Rescale the records below, starting at the line containing "Now, the query is: hillside" and ending at the end of the records, both ends included: reproduce every line, requests included, but multiply each bounding-box coordinate in the answers by 2, rounding to whole numbers with halves rounded up. Omit the pictures from your response.

╔══

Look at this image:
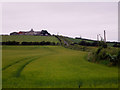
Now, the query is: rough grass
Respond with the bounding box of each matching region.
[2,46,118,88]
[2,35,59,43]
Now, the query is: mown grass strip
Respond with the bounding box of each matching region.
[15,57,39,77]
[2,57,31,70]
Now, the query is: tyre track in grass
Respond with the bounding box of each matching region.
[14,53,55,77]
[2,56,32,70]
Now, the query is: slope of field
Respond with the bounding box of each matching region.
[2,35,59,43]
[2,46,118,88]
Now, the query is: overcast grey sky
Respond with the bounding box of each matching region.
[2,2,118,41]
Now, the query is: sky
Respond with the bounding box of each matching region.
[0,2,118,41]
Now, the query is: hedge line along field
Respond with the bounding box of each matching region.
[2,46,118,88]
[2,35,59,43]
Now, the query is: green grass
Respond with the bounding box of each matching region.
[2,46,118,88]
[2,35,59,43]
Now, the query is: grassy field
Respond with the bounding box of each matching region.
[2,35,59,43]
[2,46,118,88]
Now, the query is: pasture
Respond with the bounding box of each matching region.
[2,46,118,88]
[2,35,59,43]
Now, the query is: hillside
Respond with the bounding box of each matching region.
[2,35,59,43]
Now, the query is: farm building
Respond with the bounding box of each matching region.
[10,29,51,36]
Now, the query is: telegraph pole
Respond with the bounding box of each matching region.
[104,30,106,43]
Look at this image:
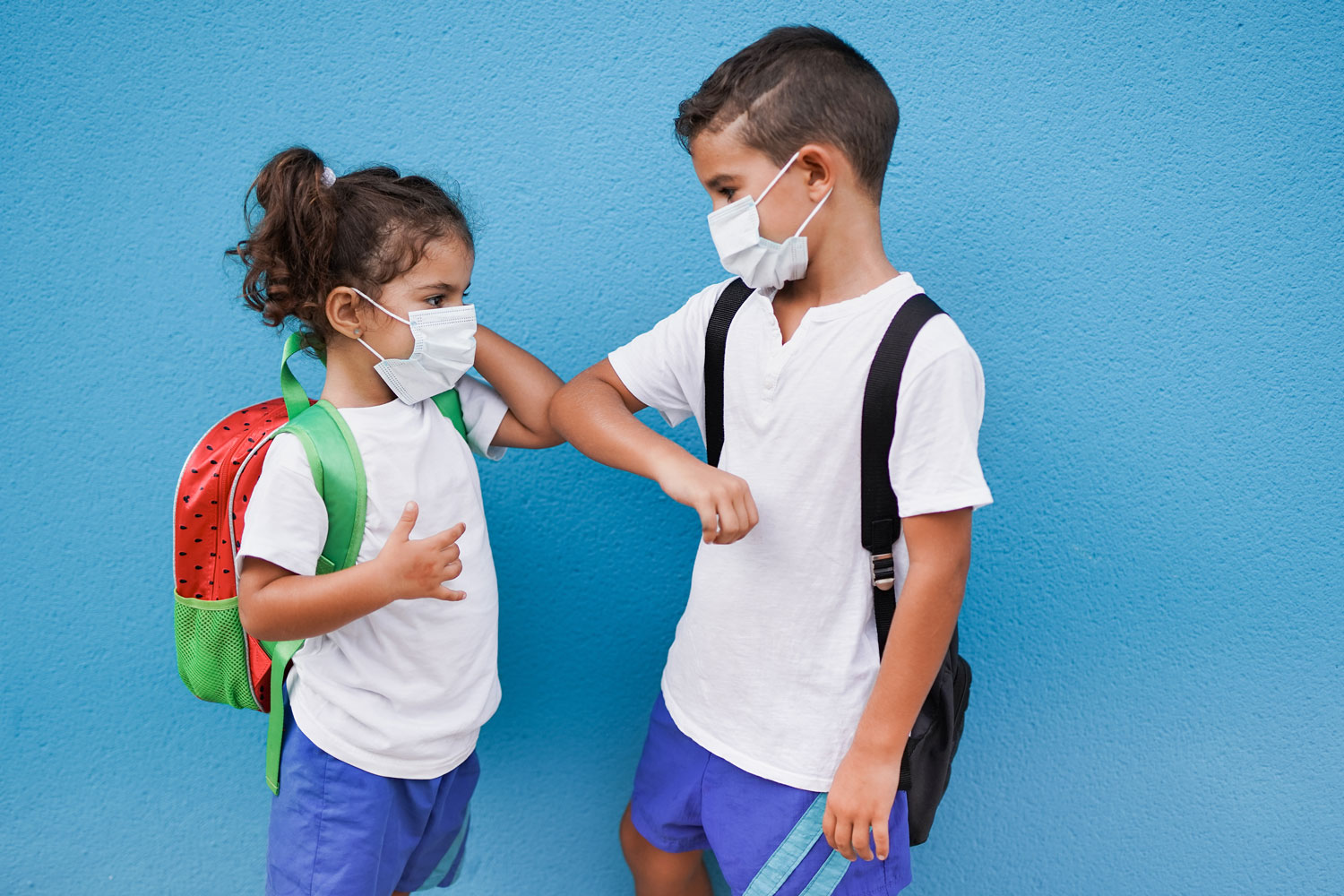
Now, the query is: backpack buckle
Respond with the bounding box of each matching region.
[871,554,897,591]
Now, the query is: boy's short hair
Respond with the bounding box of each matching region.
[676,25,900,202]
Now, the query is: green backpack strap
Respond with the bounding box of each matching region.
[261,333,368,794]
[433,390,467,439]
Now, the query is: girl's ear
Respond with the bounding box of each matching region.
[327,286,370,339]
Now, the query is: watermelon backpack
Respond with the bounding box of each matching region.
[174,333,467,793]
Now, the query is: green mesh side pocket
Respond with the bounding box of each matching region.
[172,594,261,710]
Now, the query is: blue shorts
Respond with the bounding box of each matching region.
[631,694,910,896]
[266,719,481,896]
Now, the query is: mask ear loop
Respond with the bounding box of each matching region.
[793,186,836,237]
[757,149,803,202]
[349,286,411,361]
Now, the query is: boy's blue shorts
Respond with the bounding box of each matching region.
[266,719,481,896]
[631,694,910,896]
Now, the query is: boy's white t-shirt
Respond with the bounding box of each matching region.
[239,376,508,780]
[609,274,992,791]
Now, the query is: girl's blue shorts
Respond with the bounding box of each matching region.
[631,694,910,896]
[266,719,481,896]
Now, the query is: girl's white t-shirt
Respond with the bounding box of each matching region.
[609,274,992,791]
[239,376,508,780]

╚══

__CORRECT OUTPUT__:
Now, the query is: hillside
Respond with the bounding box of each matching region.
[4,70,118,86]
Now, the query is: farm building
Respond with the bounding box of each matching region.
[20,58,102,72]
Now, the query is: telegraph pole
Respond with the bounding box of each matching region.
[208,60,212,86]
Look at this image:
Now, the query is: backpack buckle
Respond with the bounding box of each matching region.
[1742,1108,1794,1182]
Now, the query is: boy's short hair
Respond with the bounding box of each matching region.
[1352,50,1800,404]
Now, the query is: green backpack strap
Respond with the bounding box of each matching region.
[522,666,736,1588]
[866,780,934,878]
Now, the query is: girl's ear
Respond with the bounding box of each matching region.
[654,572,740,678]
Now, the query is: watermelon backpack
Respond with the bounding box of each matching region.
[348,666,934,1586]
Now, the query is: green mesh side pocket
Respond with the bounding box of each matching region.
[344,1188,522,1420]
Now, the query is: blue shorts
Respond with the bounding box of each matching region.
[1262,1388,1820,1792]
[532,1438,962,1792]
Now, the query is: mask ear loop
Respond with the bounding box of each matching region.
[1586,372,1672,474]
[1514,298,1606,404]
[698,572,822,722]
Now, the query is: boy's blue shorts
Respond with the bounding box of each matching region.
[532,1438,962,1792]
[1262,1388,1820,1792]
Now, the query is: boy's white t-shirt
Respond with the bounding box of each matching region.
[478,752,1016,1560]
[1218,548,1984,1582]
Now, the query is: girl's blue shorts
Respond with the bounding box of each matching region.
[1262,1388,1820,1792]
[532,1438,962,1792]
Now, the query is: girl's white t-shirt
Respond with the bounding box of each matching region.
[1218,548,1984,1582]
[478,752,1016,1560]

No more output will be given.